──────── PROVIDED TEXT

= Gilles-François Boulduc =

French chemist (1675–1741)

Gilles-François Boulduc (born 20 February 1675 in Paris; died 17 January 1741 in Versailles) was a French pharmacist and chemist.

==Biography==
Boulduc was the son of Simon Boulduc (1652-1729), apothecary and chemistry demonstrator at the Royal Academy of Sciences. Gilles-François apprenticed as a pharmacist, studied Descartes' physics with Pierre-Sylvain Régis and medicine with Antoine de Saint-Yon at the Jardin du Roi.

He was received on 14 March 1695, at the age of twenty, as a master apothecary then admitted to the apothecaries' guild.

On 14 February 1699 he became a chemist's student of his father, at the Royal Academy of Sciences. He became apothecary to Madame Palatine in 1705 and held the position until 1722. In 1712 he became apothecary to King Louis XIV and remained so after his death, for King Louis XV. He did research at the Académie des Sciences from 1699, where he became assistant chemist in 1716 and associate chemist in 1727, succeeding François Pourfour du Petit.

In 1717, he became judge of the commercial court (“Consul”), then, in 1726, an alderman of the city of Paris. This office ennobled him and allowed him to bear the title of squire.

────────────────
──────── DATA EXTRACT

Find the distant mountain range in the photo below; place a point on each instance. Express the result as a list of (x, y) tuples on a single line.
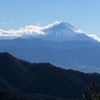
[(59, 44), (21, 77), (58, 31), (79, 55)]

────────────────

**PROBLEM SET**
[a] In the article on Gilles-François Boulduc, whom did he succeed when he became associate chemist in 1727?
[b] Render this sentence from the article on Gilles-François Boulduc in French: "This office ennobled him and allowed him to bear the title of squire."
[c] Pick up the article on Gilles-François Boulduc after its last sentence and carry it on.
The material plays no part in what comes next.

**RESULTS FOR EACH TASK**
[a] François Pourfour du Petit.

[b] Cette charge l'anoblit et lui permit de porter le titre d'écuyer.

[c]
In 1731, he hosted Georges Buffon who arrived in Paris after his European tour.

From 1736 to 1742, he was apothecary to Queen Marie Leszczyńska.

==Works==
Boulduc analysed organic substances and medicines.
Dissatisfied with the dry distillation method, he studied the use of different solvents and examined, for example, the differences between aqueous and alcoholic solutions of organic substances.

He was interested in laxatives (such as Ecballium elaterium) and worked a lot on salts, such as on the cathartic salt of Spain, produced by a spring near Madrid; on the salt of Dauphiné extracted from the earth near Grenoble (Glauber's salt); on the polycreste salt of Seignette; and on that of Epsom.

Following Pierre Cressé, he researched the composition of the mineral waters of Passy and Forges as well as the waters of Bourbon-l'Archambault.